DATA section start

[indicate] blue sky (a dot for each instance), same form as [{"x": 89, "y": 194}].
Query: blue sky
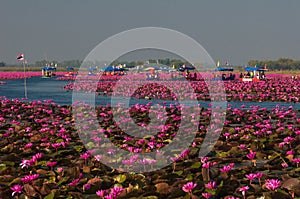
[{"x": 231, "y": 30}]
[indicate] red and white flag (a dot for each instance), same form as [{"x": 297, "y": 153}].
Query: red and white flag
[{"x": 20, "y": 57}]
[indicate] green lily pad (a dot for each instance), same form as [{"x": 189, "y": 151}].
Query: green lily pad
[
  {"x": 120, "y": 178},
  {"x": 49, "y": 196}
]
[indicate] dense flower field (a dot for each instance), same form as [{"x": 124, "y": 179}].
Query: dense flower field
[
  {"x": 20, "y": 75},
  {"x": 41, "y": 154},
  {"x": 281, "y": 89}
]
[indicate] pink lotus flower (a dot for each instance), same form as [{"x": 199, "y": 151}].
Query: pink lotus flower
[
  {"x": 272, "y": 184},
  {"x": 251, "y": 155},
  {"x": 16, "y": 189},
  {"x": 101, "y": 193},
  {"x": 206, "y": 195},
  {"x": 51, "y": 164},
  {"x": 227, "y": 168},
  {"x": 284, "y": 165},
  {"x": 243, "y": 190},
  {"x": 188, "y": 187},
  {"x": 251, "y": 177},
  {"x": 60, "y": 169},
  {"x": 211, "y": 185},
  {"x": 116, "y": 191},
  {"x": 29, "y": 178}
]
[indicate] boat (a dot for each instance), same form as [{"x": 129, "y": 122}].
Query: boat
[
  {"x": 48, "y": 71},
  {"x": 254, "y": 74}
]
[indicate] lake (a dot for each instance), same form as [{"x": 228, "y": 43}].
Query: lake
[{"x": 48, "y": 88}]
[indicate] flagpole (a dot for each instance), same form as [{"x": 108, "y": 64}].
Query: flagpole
[{"x": 25, "y": 86}]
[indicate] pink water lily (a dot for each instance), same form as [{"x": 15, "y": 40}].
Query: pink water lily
[
  {"x": 17, "y": 189},
  {"x": 272, "y": 184}
]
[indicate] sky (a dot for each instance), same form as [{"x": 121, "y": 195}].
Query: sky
[{"x": 233, "y": 30}]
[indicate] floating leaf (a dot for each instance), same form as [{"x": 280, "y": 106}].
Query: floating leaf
[
  {"x": 2, "y": 166},
  {"x": 49, "y": 196},
  {"x": 90, "y": 145},
  {"x": 65, "y": 179},
  {"x": 189, "y": 177},
  {"x": 178, "y": 172},
  {"x": 120, "y": 178},
  {"x": 196, "y": 165}
]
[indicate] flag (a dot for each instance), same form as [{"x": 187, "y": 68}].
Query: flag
[{"x": 20, "y": 57}]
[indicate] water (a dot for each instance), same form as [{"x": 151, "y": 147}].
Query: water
[{"x": 50, "y": 89}]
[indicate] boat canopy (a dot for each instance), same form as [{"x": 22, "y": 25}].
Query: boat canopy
[
  {"x": 70, "y": 68},
  {"x": 49, "y": 68},
  {"x": 224, "y": 69},
  {"x": 183, "y": 68}
]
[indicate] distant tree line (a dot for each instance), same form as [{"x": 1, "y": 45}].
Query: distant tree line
[
  {"x": 2, "y": 64},
  {"x": 280, "y": 64}
]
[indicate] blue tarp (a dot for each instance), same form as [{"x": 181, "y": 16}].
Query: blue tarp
[
  {"x": 70, "y": 68},
  {"x": 183, "y": 68},
  {"x": 48, "y": 68},
  {"x": 224, "y": 69},
  {"x": 251, "y": 69}
]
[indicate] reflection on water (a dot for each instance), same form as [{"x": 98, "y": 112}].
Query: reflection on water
[{"x": 44, "y": 89}]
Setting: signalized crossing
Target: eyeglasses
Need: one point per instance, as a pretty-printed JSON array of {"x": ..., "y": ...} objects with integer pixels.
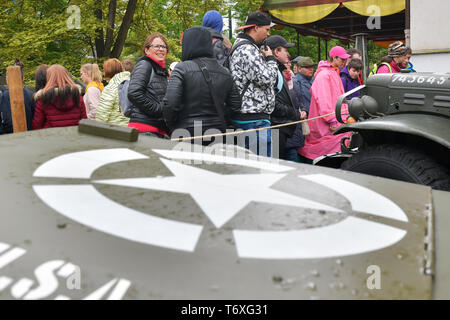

DATA section end

PROBLEM TO WORK ON:
When you reach the line that contains "Target: eyeglasses" in the records above, copy it and every line after it exactly through the last one, leaving out the pictures.

ANSWER BOX:
Target: eyeglasses
Need: one point per instance, as a pretty-printed JSON array of {"x": ..., "y": ...} objects with integer pixels.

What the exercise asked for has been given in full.